▸ Activity
Of the entries below, copy only those lines that contain the word "leaded".

____ Input for this task

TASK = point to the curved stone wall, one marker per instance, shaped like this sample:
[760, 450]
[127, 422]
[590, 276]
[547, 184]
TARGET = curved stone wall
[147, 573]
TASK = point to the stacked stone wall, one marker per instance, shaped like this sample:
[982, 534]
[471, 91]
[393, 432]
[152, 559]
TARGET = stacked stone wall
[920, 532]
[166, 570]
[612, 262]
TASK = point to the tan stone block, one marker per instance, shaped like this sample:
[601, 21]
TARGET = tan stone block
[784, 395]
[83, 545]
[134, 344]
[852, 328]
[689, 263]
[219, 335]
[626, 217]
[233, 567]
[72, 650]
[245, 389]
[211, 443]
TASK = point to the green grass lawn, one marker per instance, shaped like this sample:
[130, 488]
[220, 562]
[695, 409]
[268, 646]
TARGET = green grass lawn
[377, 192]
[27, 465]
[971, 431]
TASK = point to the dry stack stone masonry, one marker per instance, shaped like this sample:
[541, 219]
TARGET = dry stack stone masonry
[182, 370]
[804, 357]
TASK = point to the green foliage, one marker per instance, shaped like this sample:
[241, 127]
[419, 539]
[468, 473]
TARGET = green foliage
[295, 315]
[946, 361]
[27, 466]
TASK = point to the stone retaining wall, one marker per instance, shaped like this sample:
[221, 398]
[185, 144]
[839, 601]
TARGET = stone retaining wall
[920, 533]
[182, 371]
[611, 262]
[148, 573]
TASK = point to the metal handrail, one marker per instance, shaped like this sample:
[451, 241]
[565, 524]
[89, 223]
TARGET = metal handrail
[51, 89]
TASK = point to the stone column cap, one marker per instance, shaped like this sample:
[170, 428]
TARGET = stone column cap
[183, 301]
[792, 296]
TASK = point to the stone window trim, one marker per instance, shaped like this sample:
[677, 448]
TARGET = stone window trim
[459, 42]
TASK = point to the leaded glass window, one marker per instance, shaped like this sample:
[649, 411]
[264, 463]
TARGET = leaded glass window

________

▸ Solution for this exercise
TASK = point to the leaded glass window, one marker per instance, shaped like this sample:
TARGET = leaded glass window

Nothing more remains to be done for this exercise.